- THE PROBLEM: Find the line containing "Target: roof of distant house" in the material below; copy that line and all following lines exactly.

- DATA SUPPLIED:

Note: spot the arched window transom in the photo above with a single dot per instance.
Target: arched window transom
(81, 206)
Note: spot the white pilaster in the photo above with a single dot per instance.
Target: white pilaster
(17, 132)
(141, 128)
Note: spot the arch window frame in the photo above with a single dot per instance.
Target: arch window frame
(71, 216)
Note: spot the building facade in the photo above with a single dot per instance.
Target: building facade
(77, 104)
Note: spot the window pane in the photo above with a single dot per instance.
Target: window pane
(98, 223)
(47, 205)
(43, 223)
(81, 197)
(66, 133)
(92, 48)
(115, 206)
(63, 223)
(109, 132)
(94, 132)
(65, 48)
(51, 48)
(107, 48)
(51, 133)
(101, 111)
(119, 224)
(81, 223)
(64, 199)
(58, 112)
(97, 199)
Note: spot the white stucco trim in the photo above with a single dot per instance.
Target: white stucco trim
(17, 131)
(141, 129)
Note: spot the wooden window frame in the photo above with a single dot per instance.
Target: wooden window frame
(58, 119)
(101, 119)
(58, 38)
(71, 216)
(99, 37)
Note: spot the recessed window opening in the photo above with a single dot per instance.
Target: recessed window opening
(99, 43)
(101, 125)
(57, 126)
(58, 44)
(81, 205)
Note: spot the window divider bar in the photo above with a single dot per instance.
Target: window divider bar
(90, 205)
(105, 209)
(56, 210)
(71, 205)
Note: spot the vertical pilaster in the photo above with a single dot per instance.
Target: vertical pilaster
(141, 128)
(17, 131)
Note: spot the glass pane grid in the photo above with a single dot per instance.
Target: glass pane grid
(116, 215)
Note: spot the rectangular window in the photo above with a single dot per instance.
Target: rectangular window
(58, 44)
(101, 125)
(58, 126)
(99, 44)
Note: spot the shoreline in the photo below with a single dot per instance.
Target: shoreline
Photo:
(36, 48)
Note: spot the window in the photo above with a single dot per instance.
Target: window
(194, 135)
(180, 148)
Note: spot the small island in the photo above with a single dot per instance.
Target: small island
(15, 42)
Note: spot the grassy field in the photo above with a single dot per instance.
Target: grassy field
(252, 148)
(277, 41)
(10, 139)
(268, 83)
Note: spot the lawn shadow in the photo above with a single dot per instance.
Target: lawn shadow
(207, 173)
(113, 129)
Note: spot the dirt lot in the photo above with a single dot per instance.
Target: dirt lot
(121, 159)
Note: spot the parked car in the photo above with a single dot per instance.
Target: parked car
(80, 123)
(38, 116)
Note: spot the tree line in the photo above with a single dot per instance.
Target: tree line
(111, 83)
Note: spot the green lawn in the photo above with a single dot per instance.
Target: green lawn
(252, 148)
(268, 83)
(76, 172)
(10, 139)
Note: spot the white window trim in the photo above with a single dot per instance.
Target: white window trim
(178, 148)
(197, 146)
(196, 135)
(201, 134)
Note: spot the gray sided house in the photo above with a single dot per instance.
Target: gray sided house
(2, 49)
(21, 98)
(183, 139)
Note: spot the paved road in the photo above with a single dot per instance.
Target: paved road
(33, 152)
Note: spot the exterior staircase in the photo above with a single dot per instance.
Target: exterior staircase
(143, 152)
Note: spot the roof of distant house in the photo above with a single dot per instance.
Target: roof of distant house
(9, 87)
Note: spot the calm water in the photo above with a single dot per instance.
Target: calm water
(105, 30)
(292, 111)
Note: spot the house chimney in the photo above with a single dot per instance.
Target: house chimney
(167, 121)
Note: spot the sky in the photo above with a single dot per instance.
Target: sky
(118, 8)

- PROBLEM SOLUTION:
Target: roof of distant house
(9, 87)
Note: spot the calm water in the photo above with a single dot per instance.
Target: calm water
(105, 30)
(292, 111)
Note: spot the house chimney in the photo above with a single dot per instance.
Target: house chimney
(167, 121)
Note: spot the sky in the photo above with a single dot per instance.
Target: sky
(118, 8)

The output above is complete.